Required action: The reply should consist of the line containing "In this exercise you will identify every instance of the light" and all lines after it in the listing below, reproduced exactly and nothing more.
--
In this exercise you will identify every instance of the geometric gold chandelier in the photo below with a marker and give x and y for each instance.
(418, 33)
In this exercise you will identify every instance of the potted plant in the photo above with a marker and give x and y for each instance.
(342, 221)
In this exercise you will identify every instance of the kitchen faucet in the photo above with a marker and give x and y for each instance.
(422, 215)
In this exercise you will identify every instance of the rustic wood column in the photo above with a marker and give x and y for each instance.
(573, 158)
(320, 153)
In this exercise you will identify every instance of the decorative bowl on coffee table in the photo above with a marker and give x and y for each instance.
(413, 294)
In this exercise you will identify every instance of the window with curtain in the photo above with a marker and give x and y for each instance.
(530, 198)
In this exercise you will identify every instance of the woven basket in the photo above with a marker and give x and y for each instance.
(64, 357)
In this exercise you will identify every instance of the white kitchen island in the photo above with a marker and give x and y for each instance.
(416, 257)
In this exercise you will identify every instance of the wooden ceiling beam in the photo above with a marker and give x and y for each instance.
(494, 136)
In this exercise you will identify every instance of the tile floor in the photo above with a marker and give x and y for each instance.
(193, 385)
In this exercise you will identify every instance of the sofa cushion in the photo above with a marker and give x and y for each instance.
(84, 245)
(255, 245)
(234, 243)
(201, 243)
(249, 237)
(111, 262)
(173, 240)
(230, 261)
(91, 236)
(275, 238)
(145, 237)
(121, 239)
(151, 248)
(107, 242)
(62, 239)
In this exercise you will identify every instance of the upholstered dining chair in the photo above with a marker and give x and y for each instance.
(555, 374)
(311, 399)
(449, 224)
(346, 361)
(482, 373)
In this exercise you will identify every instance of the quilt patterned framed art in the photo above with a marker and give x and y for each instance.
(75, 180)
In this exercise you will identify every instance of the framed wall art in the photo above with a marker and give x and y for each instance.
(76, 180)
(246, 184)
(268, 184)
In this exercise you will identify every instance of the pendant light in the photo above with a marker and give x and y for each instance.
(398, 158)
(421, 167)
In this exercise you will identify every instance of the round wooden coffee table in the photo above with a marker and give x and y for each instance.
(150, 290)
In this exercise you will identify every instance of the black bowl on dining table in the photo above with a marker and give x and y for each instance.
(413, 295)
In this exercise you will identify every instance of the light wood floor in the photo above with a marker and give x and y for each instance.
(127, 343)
--
Solution to this problem:
In this exercise you will identify every instance of the light wood floor in the photo above with a marker and give x and y for each instance.
(127, 343)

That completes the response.